> _REQUIRED ACTION_
Only the lines below starting at the one that contains "the tree trunk" and ending at the one that contains "For the shot-chart build, locate every instance of the mottled" are to be reproduced, exactly and with both ends kept.

> _THE DATA_
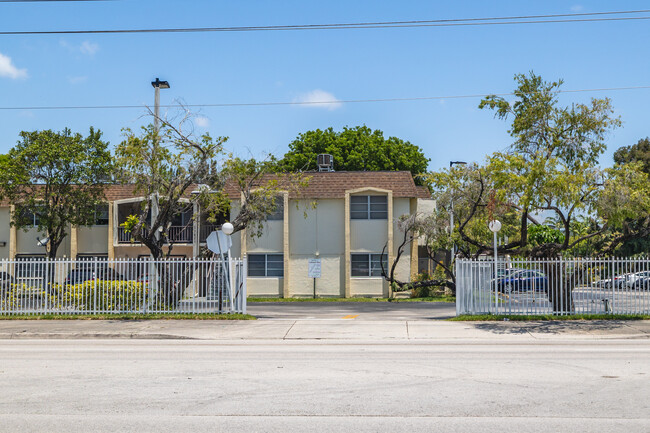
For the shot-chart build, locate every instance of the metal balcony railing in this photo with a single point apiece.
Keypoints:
(177, 234)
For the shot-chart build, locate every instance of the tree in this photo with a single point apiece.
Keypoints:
(639, 152)
(550, 168)
(173, 169)
(354, 149)
(57, 176)
(634, 236)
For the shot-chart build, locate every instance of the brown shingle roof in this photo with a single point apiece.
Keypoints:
(320, 185)
(334, 184)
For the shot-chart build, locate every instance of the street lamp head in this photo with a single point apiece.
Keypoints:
(160, 84)
(227, 228)
(495, 225)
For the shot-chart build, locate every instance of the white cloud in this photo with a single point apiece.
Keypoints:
(77, 80)
(202, 122)
(88, 48)
(319, 99)
(8, 69)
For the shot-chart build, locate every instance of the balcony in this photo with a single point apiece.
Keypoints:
(177, 234)
(206, 230)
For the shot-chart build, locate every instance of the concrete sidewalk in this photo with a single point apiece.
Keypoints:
(326, 330)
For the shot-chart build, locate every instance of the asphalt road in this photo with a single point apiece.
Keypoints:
(297, 386)
(360, 310)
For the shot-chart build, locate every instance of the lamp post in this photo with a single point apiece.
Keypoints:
(495, 226)
(451, 217)
(157, 85)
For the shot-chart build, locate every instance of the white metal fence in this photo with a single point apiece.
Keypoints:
(562, 286)
(100, 286)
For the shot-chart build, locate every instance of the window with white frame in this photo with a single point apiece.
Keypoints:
(266, 265)
(367, 265)
(368, 207)
(101, 214)
(278, 213)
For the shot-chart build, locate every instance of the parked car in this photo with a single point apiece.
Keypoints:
(523, 280)
(633, 278)
(642, 282)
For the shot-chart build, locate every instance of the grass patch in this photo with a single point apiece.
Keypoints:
(175, 316)
(547, 317)
(442, 298)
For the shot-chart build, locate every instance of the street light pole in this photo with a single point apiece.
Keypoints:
(495, 226)
(451, 216)
(157, 85)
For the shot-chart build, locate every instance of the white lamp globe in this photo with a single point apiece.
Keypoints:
(227, 228)
(495, 225)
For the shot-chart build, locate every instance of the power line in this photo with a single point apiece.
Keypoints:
(285, 103)
(524, 19)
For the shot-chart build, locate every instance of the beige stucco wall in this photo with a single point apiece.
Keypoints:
(330, 284)
(26, 243)
(5, 232)
(134, 251)
(317, 230)
(322, 230)
(270, 241)
(368, 286)
(368, 236)
(92, 240)
(264, 286)
(401, 206)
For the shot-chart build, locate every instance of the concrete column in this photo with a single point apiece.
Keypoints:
(112, 232)
(347, 259)
(74, 243)
(286, 291)
(13, 239)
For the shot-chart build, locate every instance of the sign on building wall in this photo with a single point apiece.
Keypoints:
(314, 268)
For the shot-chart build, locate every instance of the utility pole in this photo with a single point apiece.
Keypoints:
(157, 85)
(451, 216)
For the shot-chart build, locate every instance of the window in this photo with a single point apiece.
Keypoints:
(101, 214)
(183, 219)
(368, 265)
(32, 218)
(266, 265)
(373, 207)
(278, 213)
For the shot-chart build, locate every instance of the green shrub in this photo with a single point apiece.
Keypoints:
(103, 295)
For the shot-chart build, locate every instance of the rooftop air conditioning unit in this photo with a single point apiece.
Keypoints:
(325, 162)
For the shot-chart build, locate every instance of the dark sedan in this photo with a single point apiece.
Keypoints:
(523, 281)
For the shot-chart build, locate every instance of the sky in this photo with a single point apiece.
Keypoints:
(316, 65)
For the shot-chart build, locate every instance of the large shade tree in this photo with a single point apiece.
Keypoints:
(549, 171)
(173, 169)
(354, 149)
(54, 180)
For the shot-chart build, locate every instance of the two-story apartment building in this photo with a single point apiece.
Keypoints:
(344, 219)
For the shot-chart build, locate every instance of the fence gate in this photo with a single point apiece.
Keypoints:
(557, 286)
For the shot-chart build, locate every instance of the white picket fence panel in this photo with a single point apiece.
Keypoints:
(100, 286)
(561, 286)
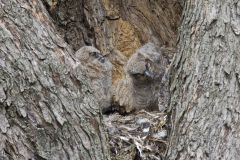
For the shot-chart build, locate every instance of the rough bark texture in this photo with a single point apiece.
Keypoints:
(205, 83)
(117, 27)
(47, 109)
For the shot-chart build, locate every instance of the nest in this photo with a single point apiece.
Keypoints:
(139, 136)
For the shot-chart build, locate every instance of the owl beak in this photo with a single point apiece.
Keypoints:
(148, 74)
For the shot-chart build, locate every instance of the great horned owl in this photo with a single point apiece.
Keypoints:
(99, 69)
(141, 87)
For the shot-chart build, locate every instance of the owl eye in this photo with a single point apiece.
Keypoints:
(94, 54)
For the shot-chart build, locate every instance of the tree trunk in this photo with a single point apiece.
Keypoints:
(205, 82)
(47, 109)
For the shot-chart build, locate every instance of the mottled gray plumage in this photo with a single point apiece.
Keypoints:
(141, 87)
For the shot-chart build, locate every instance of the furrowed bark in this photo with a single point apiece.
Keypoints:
(205, 82)
(47, 109)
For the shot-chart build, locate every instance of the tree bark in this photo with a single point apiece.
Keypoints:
(205, 83)
(47, 108)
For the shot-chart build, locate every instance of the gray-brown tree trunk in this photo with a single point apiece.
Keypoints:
(47, 109)
(205, 85)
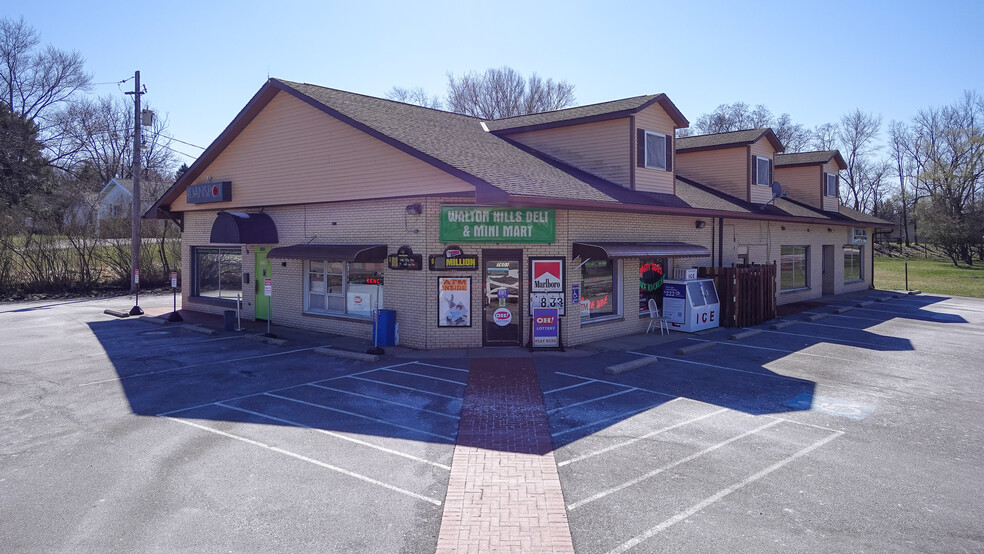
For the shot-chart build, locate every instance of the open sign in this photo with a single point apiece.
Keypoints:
(546, 320)
(502, 317)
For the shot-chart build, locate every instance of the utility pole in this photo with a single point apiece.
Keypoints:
(135, 228)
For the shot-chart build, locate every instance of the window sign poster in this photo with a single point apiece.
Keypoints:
(546, 328)
(454, 308)
(547, 284)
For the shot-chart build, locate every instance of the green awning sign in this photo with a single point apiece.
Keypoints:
(488, 224)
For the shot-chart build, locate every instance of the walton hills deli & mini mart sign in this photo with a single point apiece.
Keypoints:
(488, 224)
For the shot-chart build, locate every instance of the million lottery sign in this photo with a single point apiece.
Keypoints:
(489, 224)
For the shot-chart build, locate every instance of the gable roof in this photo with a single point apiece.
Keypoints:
(730, 139)
(503, 171)
(818, 157)
(586, 114)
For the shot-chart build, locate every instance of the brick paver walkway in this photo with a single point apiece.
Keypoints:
(504, 493)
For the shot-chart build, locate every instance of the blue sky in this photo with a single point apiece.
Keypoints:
(202, 61)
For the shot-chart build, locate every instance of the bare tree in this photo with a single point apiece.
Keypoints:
(740, 116)
(100, 133)
(417, 96)
(824, 137)
(950, 142)
(503, 92)
(35, 80)
(857, 136)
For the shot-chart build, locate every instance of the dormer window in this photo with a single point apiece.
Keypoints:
(761, 171)
(655, 150)
(829, 184)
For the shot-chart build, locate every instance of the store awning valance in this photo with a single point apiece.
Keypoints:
(243, 228)
(341, 252)
(604, 250)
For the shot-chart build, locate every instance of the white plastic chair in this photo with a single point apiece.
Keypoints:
(655, 319)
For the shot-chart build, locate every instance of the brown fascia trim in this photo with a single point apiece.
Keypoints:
(487, 192)
(664, 102)
(633, 163)
(213, 208)
(571, 204)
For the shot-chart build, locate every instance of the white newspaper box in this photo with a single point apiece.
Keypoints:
(691, 305)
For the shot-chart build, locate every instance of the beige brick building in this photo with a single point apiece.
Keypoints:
(317, 205)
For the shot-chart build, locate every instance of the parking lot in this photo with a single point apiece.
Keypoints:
(852, 431)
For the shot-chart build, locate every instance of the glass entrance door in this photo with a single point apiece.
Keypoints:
(501, 309)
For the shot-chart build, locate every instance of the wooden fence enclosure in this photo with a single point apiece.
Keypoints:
(747, 293)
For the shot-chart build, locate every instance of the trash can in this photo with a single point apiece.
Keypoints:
(384, 328)
(229, 320)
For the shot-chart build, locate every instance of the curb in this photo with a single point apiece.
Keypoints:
(266, 340)
(361, 356)
(746, 333)
(154, 320)
(200, 329)
(630, 365)
(695, 348)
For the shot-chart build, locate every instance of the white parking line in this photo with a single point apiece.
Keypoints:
(590, 400)
(760, 374)
(574, 386)
(829, 340)
(440, 366)
(404, 387)
(721, 494)
(318, 463)
(639, 438)
(114, 379)
(411, 406)
(337, 436)
(424, 376)
(624, 415)
(655, 472)
(377, 420)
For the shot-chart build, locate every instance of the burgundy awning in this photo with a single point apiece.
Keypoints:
(243, 228)
(340, 252)
(605, 250)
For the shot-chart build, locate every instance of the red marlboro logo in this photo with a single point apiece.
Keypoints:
(546, 276)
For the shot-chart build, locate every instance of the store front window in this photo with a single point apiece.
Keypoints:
(652, 272)
(599, 291)
(218, 273)
(794, 268)
(852, 263)
(347, 288)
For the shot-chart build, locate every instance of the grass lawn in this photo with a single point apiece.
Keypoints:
(934, 275)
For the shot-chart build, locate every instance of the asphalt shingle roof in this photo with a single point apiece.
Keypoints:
(456, 140)
(801, 158)
(720, 139)
(465, 147)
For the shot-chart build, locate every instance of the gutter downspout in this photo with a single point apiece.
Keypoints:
(720, 242)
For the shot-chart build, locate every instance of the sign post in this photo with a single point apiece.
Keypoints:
(175, 316)
(136, 309)
(546, 329)
(268, 292)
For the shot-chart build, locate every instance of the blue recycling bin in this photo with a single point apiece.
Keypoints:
(384, 328)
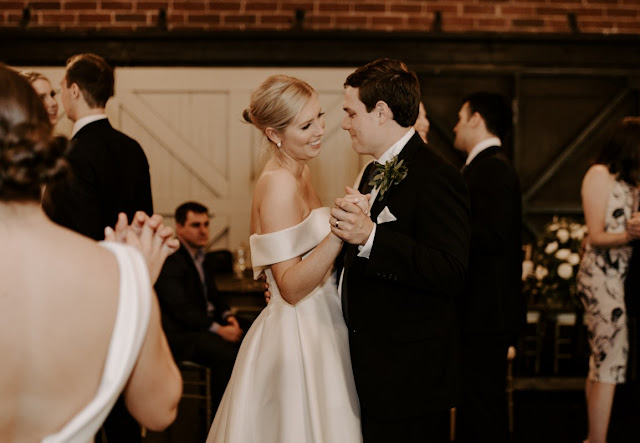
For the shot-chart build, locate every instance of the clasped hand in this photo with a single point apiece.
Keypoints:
(350, 220)
(148, 235)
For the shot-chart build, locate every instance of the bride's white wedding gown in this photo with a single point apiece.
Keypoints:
(292, 380)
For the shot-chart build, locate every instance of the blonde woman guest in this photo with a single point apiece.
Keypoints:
(609, 199)
(45, 92)
(292, 381)
(78, 318)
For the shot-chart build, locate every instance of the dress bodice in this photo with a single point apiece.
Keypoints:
(295, 241)
(129, 331)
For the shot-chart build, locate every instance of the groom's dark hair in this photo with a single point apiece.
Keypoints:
(181, 211)
(495, 109)
(389, 81)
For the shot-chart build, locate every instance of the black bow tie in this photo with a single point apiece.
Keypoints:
(368, 175)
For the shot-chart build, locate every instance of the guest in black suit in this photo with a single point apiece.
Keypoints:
(110, 169)
(198, 325)
(404, 265)
(109, 175)
(492, 306)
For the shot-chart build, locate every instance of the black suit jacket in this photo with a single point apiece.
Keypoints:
(109, 174)
(182, 301)
(403, 331)
(492, 302)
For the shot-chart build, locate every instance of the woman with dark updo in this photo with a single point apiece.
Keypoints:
(79, 322)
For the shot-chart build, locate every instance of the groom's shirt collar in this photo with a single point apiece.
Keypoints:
(84, 121)
(396, 148)
(484, 144)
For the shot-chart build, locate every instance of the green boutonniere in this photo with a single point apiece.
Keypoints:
(388, 174)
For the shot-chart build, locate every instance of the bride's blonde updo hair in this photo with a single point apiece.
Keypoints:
(277, 101)
(30, 155)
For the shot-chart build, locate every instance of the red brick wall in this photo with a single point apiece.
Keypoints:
(517, 16)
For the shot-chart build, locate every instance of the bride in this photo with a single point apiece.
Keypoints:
(292, 381)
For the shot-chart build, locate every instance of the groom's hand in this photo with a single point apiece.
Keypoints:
(349, 221)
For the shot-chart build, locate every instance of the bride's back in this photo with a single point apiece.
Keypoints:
(58, 304)
(58, 290)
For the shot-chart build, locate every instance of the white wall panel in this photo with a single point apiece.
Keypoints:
(189, 122)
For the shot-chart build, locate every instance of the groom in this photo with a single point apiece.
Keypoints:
(404, 263)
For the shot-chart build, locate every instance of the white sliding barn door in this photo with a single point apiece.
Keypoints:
(189, 123)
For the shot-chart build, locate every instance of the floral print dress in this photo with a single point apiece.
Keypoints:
(601, 287)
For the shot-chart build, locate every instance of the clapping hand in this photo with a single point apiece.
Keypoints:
(350, 217)
(147, 234)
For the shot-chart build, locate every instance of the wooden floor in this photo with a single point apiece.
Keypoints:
(546, 410)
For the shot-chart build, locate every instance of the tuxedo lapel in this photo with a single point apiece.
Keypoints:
(489, 152)
(406, 154)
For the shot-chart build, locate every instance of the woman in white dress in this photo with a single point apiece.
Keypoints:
(292, 381)
(78, 319)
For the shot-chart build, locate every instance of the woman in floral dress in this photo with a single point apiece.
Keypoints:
(609, 200)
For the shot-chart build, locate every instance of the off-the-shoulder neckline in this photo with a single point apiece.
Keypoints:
(308, 217)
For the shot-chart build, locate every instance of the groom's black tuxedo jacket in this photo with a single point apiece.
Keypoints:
(109, 174)
(492, 302)
(403, 331)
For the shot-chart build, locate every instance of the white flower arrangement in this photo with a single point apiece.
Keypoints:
(551, 275)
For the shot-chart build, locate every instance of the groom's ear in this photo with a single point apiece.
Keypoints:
(383, 112)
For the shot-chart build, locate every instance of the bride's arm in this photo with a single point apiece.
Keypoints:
(281, 206)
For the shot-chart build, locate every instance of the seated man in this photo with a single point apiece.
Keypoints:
(198, 325)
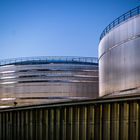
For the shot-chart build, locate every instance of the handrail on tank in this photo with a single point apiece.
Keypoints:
(122, 18)
(49, 59)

> _ANSWER BOX_
For the shot-chart build, locate every instance of the tree trunk in this photo with a single point apiece.
Keypoints:
(205, 82)
(47, 109)
For the shot-chart build, locate every instance of the mottled gray plumage in this photo with a single point apiece.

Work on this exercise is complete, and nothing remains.